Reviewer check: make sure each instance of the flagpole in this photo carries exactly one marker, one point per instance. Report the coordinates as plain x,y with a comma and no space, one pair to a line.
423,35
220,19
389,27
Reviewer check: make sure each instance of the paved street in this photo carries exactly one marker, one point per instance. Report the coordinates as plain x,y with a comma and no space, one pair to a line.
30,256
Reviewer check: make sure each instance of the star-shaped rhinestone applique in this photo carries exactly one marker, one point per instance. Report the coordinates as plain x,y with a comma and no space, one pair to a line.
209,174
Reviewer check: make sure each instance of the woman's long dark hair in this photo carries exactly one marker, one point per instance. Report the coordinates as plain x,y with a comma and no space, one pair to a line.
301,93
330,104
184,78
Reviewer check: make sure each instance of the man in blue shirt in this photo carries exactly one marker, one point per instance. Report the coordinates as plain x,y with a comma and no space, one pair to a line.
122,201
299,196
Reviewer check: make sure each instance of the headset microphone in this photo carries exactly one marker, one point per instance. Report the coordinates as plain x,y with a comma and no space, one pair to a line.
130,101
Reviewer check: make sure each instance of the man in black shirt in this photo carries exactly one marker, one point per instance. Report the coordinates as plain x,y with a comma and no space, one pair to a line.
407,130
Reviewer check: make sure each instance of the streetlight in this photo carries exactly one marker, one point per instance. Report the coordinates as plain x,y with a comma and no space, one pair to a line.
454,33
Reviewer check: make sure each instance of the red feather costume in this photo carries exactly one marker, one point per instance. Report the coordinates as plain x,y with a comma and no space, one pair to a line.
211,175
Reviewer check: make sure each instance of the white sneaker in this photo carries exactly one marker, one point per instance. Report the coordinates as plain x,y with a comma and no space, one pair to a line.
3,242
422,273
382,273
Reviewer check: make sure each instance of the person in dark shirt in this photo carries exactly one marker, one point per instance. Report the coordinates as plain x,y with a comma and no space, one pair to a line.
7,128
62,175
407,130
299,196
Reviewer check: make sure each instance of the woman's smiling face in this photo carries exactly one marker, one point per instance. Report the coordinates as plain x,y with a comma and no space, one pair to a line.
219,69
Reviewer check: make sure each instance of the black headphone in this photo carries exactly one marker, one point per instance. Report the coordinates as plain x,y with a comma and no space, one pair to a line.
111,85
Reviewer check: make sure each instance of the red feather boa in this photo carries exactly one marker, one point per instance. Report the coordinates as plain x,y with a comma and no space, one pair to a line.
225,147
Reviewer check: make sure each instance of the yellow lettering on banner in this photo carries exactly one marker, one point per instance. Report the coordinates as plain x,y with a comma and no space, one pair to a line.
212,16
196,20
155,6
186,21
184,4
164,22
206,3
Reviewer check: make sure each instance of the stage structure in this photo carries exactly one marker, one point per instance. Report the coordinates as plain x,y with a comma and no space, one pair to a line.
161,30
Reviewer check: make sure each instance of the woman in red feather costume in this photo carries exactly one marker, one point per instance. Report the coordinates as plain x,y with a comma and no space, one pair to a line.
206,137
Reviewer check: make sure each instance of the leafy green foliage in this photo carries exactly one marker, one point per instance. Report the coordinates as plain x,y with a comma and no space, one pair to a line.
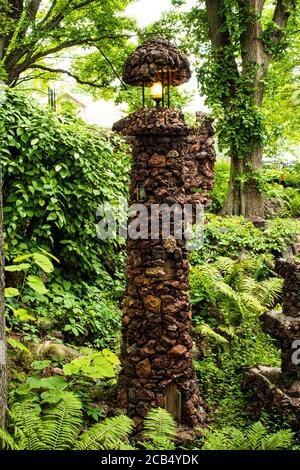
228,297
56,174
159,430
32,31
104,364
255,437
233,236
59,427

——————————

§ EXERCISE: When you reach the line containing "Reviewer check: make sure each instance of the leafy" in the listing above, reproduce it and every line after it through the last, exactly; omit the pictures.

§ TASK ANSWER:
Reviewer check: make sure each instance of the leafy green foliage in this photo carries exactly one marker, one point per instance. Report the coordinates as plain x,y with a comma and no space, one pair to a line.
228,297
56,174
159,430
32,31
104,364
255,437
233,236
59,427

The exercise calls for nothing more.